Text excerpt:
_____

A little off topic, but I remember my first movie. Mom took me to see the newly released Walt Disney movie, Bambi. I remember sobbing like a baby when Bambi's mother, Felice, I think was her name, was killed. 

The Airplane series was one of my favorites and any movie Leslie, I forgot his name, was in.


----------



## Ameriscot (Mar 22, 2015)

Pappy said:


> A little off topic, but I remember my first movie. Mom took me to see the newly released Walt Disney movie, Bambi. I remember sobbing like a baby when Bambi's mother, Felice, I think was her name, was killed.
> 
> The Airplane series was one of my favorites and any movie Leslie, I forgot his name, was in.



Leslie Nielsen.  Very funny movie.


----------



## oakapple (Mar 24, 2015)

It's A Mad Mad Mad Mad World
Midnight Run
Groundhog Day
The Mummy


----------



## applecruncher (Mar 24, 2015)

I watched Airplane! couple days ago, and I've started watching The Naked Gun. Leslie Nielsen was hilarious!

Another one - "The Out of Towners" (1970) with Jack Lemmon and Sandy Dennis always has me laughing.  (Didn't like the remake with Steve Martin and Goldie Hawn)


"Anatomy of a Seduction" (1979 TV movie) - Susan Flannery, Rita Moreno, Jameson Parker - A lonely, attractive, 40-something architect hires her best friend's son as a college intern and they fall in love. The fur hits the fan when best friend finds out. I actually liked this sappy movie!


----------



## AprilT (Mar 24, 2015)

The Host, Not the American movie, but a South Korean horror movie.  I 

Brad, I mean Troy.


----------



## tnthomas (Mar 25, 2015)

Officer and a Gentleman.   Hugely romantic.

The Perez Family.    Romantic, sexy, funny, sadness.  Happy.

_____

Record set:
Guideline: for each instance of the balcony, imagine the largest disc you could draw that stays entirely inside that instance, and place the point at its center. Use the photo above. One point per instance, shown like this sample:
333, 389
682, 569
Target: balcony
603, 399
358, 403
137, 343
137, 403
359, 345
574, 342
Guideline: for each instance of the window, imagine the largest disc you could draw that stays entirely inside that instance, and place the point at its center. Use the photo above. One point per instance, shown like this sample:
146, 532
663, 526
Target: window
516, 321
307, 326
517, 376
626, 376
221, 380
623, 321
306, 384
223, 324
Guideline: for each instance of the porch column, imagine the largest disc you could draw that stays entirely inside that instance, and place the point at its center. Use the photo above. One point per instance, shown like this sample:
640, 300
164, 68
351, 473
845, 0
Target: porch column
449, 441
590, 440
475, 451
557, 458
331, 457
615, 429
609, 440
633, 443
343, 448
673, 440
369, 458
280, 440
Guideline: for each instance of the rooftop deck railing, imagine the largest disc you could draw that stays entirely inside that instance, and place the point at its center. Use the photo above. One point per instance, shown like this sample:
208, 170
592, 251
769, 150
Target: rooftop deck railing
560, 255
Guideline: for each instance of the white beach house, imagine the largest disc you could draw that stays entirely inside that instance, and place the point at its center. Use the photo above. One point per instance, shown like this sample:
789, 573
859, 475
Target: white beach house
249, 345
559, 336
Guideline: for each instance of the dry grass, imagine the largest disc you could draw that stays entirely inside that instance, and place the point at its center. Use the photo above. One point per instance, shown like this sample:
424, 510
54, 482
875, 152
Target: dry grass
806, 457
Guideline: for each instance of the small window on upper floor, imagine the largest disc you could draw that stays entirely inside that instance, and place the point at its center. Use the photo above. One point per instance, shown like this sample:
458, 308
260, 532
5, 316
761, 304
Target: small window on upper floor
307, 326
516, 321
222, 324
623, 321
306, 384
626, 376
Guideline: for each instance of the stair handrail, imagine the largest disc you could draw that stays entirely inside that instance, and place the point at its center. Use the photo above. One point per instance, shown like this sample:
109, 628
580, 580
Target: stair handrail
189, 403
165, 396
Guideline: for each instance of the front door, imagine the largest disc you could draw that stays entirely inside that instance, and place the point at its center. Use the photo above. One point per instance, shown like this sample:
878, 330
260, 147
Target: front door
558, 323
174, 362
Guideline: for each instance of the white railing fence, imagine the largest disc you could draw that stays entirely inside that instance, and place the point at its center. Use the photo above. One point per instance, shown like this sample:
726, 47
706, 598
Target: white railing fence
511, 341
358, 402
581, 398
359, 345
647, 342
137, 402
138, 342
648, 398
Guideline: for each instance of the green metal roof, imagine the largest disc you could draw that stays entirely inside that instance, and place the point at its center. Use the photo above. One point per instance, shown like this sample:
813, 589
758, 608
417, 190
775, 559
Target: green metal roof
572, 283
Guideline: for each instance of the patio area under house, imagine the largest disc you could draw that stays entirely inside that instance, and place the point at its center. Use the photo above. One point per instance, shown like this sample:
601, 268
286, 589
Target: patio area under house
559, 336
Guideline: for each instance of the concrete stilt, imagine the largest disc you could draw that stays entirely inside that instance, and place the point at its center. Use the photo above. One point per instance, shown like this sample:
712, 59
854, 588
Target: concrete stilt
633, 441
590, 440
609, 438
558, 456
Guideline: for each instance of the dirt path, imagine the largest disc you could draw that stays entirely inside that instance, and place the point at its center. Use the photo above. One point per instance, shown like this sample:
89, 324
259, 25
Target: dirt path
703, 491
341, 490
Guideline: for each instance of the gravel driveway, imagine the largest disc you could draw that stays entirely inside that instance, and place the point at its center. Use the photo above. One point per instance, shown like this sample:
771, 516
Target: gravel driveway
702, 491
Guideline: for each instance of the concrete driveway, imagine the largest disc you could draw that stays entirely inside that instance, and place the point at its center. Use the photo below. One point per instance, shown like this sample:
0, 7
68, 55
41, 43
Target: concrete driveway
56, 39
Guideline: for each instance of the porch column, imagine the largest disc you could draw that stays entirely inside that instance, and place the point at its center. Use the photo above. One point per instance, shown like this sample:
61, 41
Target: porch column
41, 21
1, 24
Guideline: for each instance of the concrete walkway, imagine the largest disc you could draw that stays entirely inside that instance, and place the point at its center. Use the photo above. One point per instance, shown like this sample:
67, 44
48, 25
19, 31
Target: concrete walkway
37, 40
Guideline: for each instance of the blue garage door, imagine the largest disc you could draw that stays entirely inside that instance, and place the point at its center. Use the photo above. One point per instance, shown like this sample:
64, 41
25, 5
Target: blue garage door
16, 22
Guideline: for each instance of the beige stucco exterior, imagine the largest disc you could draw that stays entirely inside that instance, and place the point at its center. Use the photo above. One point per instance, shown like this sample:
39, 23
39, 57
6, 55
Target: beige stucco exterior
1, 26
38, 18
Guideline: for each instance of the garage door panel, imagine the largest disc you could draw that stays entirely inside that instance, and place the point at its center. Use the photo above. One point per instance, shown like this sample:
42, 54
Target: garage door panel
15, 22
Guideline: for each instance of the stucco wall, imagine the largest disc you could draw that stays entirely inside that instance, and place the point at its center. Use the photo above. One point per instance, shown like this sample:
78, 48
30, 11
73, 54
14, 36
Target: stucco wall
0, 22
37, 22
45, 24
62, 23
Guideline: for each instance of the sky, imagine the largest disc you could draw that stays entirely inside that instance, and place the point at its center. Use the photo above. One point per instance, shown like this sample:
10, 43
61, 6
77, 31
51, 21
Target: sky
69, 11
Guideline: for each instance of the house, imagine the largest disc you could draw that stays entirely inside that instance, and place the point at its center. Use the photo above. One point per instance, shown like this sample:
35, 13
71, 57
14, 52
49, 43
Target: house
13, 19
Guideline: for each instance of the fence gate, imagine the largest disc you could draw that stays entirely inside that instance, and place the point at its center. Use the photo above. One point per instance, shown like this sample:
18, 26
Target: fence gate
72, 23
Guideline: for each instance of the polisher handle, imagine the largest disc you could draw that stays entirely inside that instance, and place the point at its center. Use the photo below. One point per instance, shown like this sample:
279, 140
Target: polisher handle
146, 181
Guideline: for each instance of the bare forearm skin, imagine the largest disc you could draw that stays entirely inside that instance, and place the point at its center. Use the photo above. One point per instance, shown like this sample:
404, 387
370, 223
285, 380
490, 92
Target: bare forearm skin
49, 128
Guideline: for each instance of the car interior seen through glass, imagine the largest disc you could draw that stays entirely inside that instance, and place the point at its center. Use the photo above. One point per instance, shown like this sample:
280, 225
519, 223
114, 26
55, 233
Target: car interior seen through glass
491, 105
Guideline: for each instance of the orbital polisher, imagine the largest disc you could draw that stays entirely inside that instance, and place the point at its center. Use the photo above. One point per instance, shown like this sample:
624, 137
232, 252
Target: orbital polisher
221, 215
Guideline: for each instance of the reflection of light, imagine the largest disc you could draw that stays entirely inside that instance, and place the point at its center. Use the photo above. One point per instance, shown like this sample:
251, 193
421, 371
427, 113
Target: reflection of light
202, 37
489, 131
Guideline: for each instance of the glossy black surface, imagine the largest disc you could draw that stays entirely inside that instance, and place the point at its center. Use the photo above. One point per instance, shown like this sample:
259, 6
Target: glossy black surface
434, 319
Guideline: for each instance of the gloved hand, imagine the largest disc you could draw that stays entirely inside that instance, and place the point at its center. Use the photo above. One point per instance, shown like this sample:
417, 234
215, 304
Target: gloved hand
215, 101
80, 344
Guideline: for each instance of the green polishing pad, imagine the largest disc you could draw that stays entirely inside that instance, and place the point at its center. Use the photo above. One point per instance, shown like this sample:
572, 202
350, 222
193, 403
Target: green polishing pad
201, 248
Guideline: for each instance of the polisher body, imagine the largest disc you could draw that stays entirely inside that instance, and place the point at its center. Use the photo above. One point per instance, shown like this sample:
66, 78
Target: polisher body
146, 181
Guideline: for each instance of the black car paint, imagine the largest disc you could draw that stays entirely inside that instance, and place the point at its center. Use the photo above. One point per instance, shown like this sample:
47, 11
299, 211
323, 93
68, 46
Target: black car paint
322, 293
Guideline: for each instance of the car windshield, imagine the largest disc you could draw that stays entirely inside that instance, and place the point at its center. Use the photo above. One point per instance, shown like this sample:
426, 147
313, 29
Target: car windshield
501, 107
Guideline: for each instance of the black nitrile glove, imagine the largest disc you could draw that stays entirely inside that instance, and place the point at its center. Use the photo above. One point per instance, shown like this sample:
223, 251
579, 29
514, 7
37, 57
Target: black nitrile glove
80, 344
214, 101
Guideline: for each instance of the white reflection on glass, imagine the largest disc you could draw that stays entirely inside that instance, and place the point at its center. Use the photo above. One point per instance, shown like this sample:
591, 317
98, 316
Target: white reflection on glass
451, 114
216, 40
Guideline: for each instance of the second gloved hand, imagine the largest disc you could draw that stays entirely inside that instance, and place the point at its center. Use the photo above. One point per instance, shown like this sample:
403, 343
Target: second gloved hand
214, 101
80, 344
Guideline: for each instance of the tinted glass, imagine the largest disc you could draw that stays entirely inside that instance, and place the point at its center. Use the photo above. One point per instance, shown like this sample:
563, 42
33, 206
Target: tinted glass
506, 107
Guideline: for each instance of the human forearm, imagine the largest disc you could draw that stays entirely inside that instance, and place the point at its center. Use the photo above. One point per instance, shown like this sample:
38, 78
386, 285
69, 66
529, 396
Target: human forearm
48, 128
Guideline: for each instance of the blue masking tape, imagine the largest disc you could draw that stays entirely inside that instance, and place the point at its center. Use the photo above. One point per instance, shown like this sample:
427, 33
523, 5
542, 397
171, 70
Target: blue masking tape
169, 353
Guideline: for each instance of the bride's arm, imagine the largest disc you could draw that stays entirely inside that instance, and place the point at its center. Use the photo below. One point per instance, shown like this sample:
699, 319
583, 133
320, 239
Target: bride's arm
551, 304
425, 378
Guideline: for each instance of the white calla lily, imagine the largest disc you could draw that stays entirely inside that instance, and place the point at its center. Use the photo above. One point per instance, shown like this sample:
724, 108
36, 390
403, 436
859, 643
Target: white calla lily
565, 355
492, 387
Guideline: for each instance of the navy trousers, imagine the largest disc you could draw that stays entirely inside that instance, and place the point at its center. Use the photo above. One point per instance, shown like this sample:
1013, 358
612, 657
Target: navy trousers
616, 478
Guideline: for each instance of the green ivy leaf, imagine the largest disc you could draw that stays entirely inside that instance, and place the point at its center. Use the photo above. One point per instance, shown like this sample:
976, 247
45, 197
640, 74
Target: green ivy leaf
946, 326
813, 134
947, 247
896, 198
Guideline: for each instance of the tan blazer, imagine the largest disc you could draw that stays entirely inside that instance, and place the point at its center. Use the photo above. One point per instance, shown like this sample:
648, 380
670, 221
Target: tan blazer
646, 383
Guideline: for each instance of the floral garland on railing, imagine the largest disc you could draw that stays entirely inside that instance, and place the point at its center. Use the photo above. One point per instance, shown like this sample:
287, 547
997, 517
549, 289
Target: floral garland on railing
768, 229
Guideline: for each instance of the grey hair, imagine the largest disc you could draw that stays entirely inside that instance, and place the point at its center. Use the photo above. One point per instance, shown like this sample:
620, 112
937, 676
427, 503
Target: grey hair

_____

What this exercise asks:
(a) In the forum thread about favorite movies, which actors were in the remake of "The Out of Towners"?
(b) Please carry the forum thread about favorite movies on from its final post, keeping the same style.

Answers provided:
(a) Steve Martin and Goldie Hawn.

(b)
----------



## Cookie (Mar 25, 2015)

All James Bond movies


----------



## Son_of_Perdition (Mar 25, 2015)

The wife has a nasty habit of picking apart anything with The Duke, Clint Eastwood or Rambo is in, she goes into gimble lock when I get wrapped up in a Bourne rerun or rewatch 'Taken'.  But thanks to the 'Women in trouble channel', (Lifetime) or a stop at 'Hallmark' I have my opposing argument.

It's hard to find fault with any movie Jeff Bridges is connected with, especially 'The Big Lebowski'.  He plays a believable villian or hero, can do comedy or drama with the best of them.


----------



## applecruncher (Mar 25, 2015)

Son_of_Perdition said:


> The wife has a nasty habit of picking apart anything with The Duke, Clint Eastwood or Rambo is in, she goes into gimble lock when I get wrapped up in a Bourne rerun or rewatch 'Taken'. But thanks to the 'Women in trouble channel', (Lifetime) or a stop at 'Hallmark' I have my opposing argument.





Bet wife would like another 2:

"Play Misty for Me" (btw Clint Eastwood is in that.  Reminds me of "Fatal Attraction")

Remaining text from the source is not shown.